___ Supplied entries

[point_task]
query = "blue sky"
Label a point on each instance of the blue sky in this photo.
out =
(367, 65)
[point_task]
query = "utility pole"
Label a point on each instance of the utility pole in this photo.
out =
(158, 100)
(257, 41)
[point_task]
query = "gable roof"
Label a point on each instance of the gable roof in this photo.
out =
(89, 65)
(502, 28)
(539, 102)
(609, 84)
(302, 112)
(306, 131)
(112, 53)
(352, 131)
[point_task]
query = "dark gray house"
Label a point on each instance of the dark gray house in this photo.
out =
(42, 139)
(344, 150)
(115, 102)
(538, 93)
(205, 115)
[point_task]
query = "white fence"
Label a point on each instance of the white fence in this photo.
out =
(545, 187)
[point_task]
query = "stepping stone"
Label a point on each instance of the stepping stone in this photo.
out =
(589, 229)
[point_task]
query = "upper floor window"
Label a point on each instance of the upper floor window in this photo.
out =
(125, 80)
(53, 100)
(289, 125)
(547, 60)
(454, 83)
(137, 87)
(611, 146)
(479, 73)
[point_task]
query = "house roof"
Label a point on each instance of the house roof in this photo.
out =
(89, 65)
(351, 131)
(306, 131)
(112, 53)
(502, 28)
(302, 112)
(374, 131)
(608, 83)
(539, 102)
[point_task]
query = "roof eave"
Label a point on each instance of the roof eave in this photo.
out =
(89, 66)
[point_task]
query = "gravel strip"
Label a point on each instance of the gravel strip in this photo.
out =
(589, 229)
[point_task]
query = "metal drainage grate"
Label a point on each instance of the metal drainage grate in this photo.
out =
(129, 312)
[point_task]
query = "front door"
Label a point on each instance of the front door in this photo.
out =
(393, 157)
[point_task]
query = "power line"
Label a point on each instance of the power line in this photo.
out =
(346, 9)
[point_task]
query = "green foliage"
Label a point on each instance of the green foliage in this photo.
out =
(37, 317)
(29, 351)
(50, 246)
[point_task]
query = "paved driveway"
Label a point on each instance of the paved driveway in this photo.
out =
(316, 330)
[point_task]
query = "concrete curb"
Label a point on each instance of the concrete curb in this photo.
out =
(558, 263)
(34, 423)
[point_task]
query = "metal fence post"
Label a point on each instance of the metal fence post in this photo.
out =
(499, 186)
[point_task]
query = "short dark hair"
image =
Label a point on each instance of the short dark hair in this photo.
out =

______

■ Task statement: Word for word, copy out the records.

■ Reply to the exercise:
[point_task]
query = "blue sky"
Label a point on each instance of the blue sky in this photo.
out =
(367, 65)
[point_task]
query = "utility pole"
Label a point on each instance of the utility pole in this photo.
out =
(158, 100)
(257, 41)
[point_task]
query = "gable roof"
Label a point on each instance of the gable roof in this photo.
out =
(89, 65)
(502, 28)
(539, 102)
(609, 84)
(302, 112)
(306, 131)
(112, 53)
(352, 131)
[point_task]
query = "dark gray house"
Label a point on each instance of the dark gray house in this photo.
out =
(42, 139)
(344, 150)
(115, 102)
(538, 93)
(205, 115)
[point_task]
query = "white fence"
Label a point on each instance of the white fence in this photo.
out =
(545, 187)
[point_task]
query = "stepping stone"
Label a point on each instance of the stepping stone in this photo.
out =
(589, 229)
[point_task]
query = "upper floor window"
Label a point on each instance of the upper floor window in this photo.
out =
(125, 80)
(53, 100)
(289, 125)
(547, 60)
(454, 83)
(137, 87)
(611, 146)
(479, 73)
[point_task]
query = "house roof"
Label a point on each instance of the house roof in this photo.
out =
(89, 65)
(351, 131)
(306, 131)
(112, 53)
(502, 28)
(302, 112)
(374, 131)
(608, 83)
(539, 102)
[point_task]
query = "roof eave"
Label a point on each instance of the roof eave in this photo.
out =
(89, 66)
[point_task]
query = "gravel strip"
Label a point on each instance of the gravel strip in this photo.
out =
(589, 229)
[point_task]
query = "metal drainage grate"
Label a point on each instance of the metal drainage grate in this photo.
out =
(129, 312)
[point_task]
query = "front door"
Label a point on each instance of the front door in this photo.
out =
(393, 157)
[point_task]
query = "power line"
Label a point on each instance of the power line in this photo.
out =
(346, 9)
[point_task]
query = "green foliage"
Label a point on each instance of the green foliage in this photo.
out =
(37, 317)
(29, 351)
(50, 246)
[point_task]
query = "paved driveway"
Label a point on each instance of the paved driveway in this photo.
out =
(316, 330)
[point_task]
query = "concrete curb"
Label a point on each instance of the concrete curb in this photo.
out =
(558, 263)
(34, 423)
[point_task]
query = "metal fence post"
Label a point on each instance of the metal fence post in this photo.
out =
(499, 186)
[point_task]
query = "short dark hair"
image =
Label a point on each instance of the short dark hair in this photo.
out =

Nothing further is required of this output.